### WORK ITEM
Would you reproduce the data below exactly, please, leaving out its images?

Collected data entries:
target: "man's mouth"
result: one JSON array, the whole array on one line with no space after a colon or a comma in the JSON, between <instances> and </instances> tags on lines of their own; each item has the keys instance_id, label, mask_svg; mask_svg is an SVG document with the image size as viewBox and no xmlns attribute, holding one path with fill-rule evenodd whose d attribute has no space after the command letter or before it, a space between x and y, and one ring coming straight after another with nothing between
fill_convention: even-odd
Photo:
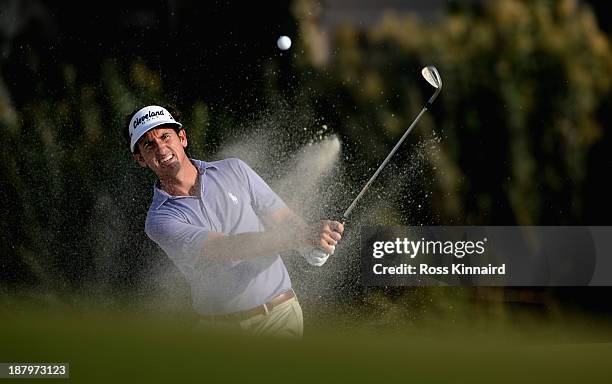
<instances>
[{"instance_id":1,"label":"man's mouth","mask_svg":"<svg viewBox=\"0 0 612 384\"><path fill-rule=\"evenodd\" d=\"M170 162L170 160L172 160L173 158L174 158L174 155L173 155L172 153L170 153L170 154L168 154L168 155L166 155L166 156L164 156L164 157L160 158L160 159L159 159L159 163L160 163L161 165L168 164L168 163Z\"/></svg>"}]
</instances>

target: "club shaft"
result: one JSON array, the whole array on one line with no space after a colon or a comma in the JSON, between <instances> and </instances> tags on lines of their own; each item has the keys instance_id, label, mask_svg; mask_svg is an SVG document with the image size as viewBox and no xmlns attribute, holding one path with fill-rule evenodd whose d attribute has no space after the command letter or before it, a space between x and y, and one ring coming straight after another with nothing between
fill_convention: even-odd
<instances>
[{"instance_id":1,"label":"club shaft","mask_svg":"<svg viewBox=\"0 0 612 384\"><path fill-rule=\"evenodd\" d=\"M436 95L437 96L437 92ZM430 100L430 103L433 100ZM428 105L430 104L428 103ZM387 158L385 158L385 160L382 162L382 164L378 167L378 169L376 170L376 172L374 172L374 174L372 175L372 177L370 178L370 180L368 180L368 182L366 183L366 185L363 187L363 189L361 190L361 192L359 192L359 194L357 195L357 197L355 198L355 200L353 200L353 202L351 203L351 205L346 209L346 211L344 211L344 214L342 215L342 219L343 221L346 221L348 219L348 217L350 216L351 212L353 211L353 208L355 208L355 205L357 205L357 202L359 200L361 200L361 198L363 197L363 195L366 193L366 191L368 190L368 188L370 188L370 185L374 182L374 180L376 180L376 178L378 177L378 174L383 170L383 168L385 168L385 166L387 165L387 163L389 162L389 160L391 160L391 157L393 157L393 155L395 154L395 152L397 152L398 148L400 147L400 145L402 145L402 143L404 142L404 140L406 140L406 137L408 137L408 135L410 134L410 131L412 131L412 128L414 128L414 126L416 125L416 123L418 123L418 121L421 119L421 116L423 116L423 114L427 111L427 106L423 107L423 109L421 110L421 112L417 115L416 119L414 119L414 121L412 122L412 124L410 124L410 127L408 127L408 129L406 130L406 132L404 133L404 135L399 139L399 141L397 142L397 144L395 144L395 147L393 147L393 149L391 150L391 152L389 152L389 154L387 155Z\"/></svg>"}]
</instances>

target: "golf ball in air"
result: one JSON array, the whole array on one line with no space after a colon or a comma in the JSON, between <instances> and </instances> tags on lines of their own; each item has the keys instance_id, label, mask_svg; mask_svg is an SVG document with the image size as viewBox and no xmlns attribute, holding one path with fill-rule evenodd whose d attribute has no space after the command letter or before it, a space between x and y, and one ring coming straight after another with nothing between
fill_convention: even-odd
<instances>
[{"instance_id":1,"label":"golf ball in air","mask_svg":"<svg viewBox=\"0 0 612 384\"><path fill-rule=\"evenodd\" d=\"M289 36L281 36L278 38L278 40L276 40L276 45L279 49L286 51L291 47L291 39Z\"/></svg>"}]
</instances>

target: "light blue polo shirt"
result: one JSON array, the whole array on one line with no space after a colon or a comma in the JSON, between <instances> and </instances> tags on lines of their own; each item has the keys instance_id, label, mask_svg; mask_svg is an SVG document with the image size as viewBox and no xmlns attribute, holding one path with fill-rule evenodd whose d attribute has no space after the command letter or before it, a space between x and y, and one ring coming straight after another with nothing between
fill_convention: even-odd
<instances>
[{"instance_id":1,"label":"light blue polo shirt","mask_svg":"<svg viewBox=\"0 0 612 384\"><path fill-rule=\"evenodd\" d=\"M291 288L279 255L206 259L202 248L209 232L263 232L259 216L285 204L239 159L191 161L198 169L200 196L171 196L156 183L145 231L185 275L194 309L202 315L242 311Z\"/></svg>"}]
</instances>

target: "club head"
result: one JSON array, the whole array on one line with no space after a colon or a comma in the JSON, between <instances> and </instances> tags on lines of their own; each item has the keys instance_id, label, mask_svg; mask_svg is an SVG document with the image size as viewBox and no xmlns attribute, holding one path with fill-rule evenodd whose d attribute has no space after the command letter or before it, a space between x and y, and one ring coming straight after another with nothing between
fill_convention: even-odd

### RESPONSE TO THE TASK
target: "man's mouth"
result: one JSON array, the whole array on one line with no space after a colon or a comma in the JSON, between <instances> and </instances> tags on lines of their own; each item has the keys instance_id, label, mask_svg; mask_svg is an SVG document with the image size as viewBox and no xmlns attribute, holding one path with fill-rule evenodd whose d attribute has no space after the command letter or before it, a space between x and y, and one ring coming straight after another with nothing between
fill_convention: even-odd
Photo:
<instances>
[{"instance_id":1,"label":"man's mouth","mask_svg":"<svg viewBox=\"0 0 612 384\"><path fill-rule=\"evenodd\" d=\"M170 162L170 160L172 160L173 158L174 158L174 155L173 155L172 153L170 153L170 154L168 154L168 155L166 155L166 156L164 156L164 157L160 158L160 159L159 159L159 163L160 163L161 165L168 164L168 163Z\"/></svg>"}]
</instances>

target: "club shaft"
result: one JSON array, the whole array on one line with no space after a colon or a comma in the JSON, between <instances> and </instances> tags on lines of their own; each item has the keys instance_id, label, mask_svg; mask_svg is an SVG document with the image size as viewBox and no xmlns attribute, holding one path with fill-rule evenodd whose d attribute has no space after the command letter or before it, a space between x and y, and one ring coming straight after another with nothing between
fill_convention: even-odd
<instances>
[{"instance_id":1,"label":"club shaft","mask_svg":"<svg viewBox=\"0 0 612 384\"><path fill-rule=\"evenodd\" d=\"M436 95L437 96L437 92ZM430 100L430 103L433 100ZM428 105L430 104L428 103ZM387 158L385 158L385 160L382 162L382 164L378 167L378 169L376 170L376 172L374 172L374 174L372 175L372 177L370 178L370 180L368 180L368 182L366 183L366 185L363 187L363 189L361 190L361 192L359 192L359 194L357 195L357 197L355 198L355 200L353 200L353 202L351 203L351 205L346 209L346 211L344 211L344 214L342 215L342 219L343 221L346 221L348 219L348 217L350 216L351 212L353 211L353 208L355 208L355 205L357 205L357 202L359 200L361 200L361 198L363 197L363 195L366 193L366 191L368 190L368 188L370 188L370 185L374 182L374 180L376 180L376 178L378 177L378 174L383 170L383 168L385 168L385 166L387 165L387 163L389 162L389 160L391 160L391 157L393 157L393 155L395 154L395 152L397 152L398 148L400 147L400 145L402 145L402 143L404 142L404 140L406 140L406 137L408 137L408 135L410 134L410 131L412 131L412 128L414 128L414 126L416 125L416 123L418 123L418 121L421 119L421 116L423 116L423 114L427 111L427 106L423 107L423 109L421 110L421 112L417 115L416 119L414 119L414 121L412 122L412 124L410 124L410 127L408 127L408 129L406 130L406 132L404 133L404 135L399 139L399 141L397 142L397 144L395 144L395 147L393 147L393 149L391 150L391 152L389 152L389 154L387 155Z\"/></svg>"}]
</instances>

target: "golf ball in air"
result: one JSON array, the whole array on one line with no space after a colon or a comma in the JSON, between <instances> and </instances> tags on lines of their own; each item has the keys instance_id, label, mask_svg; mask_svg is an SVG document with the image size as viewBox and no xmlns attribute, holding one path with fill-rule evenodd whose d attribute has no space after the command letter or before it, a space between x and y, and one ring coming straight after another with nothing between
fill_convention: even-odd
<instances>
[{"instance_id":1,"label":"golf ball in air","mask_svg":"<svg viewBox=\"0 0 612 384\"><path fill-rule=\"evenodd\" d=\"M289 36L281 36L278 38L278 40L276 40L276 45L279 49L286 51L291 47L291 39Z\"/></svg>"}]
</instances>

target: "light blue polo shirt"
result: one JSON array, the whole array on one line with no space after a colon or a comma in the JSON, between <instances> and </instances> tags on lines of their own; each item has the keys instance_id, label, mask_svg; mask_svg is an SVG document with the image size as viewBox and no xmlns attribute, holding one path with fill-rule evenodd whose d attribute has no space after the command letter or before it, a space between x and y, and one ring coming straight after another with nothing between
fill_convention: even-odd
<instances>
[{"instance_id":1,"label":"light blue polo shirt","mask_svg":"<svg viewBox=\"0 0 612 384\"><path fill-rule=\"evenodd\" d=\"M291 288L279 255L206 259L202 248L209 232L263 232L259 216L285 204L239 159L191 161L198 169L200 196L171 196L156 183L145 231L185 275L194 309L202 315L242 311Z\"/></svg>"}]
</instances>

target: "club head"
result: one JSON array, the whole array on one line with no space after a colon or a comma in the JSON, between <instances> and </instances> tags on lines of their own; each item has the keys instance_id, label, mask_svg; mask_svg is an SVG document with the image size as viewBox and no xmlns attribute, holding one path with fill-rule evenodd whose d attribute has no space after the command letter or before it, a space between x and y, and one ring coming straight after another with nothing between
fill_convention: even-odd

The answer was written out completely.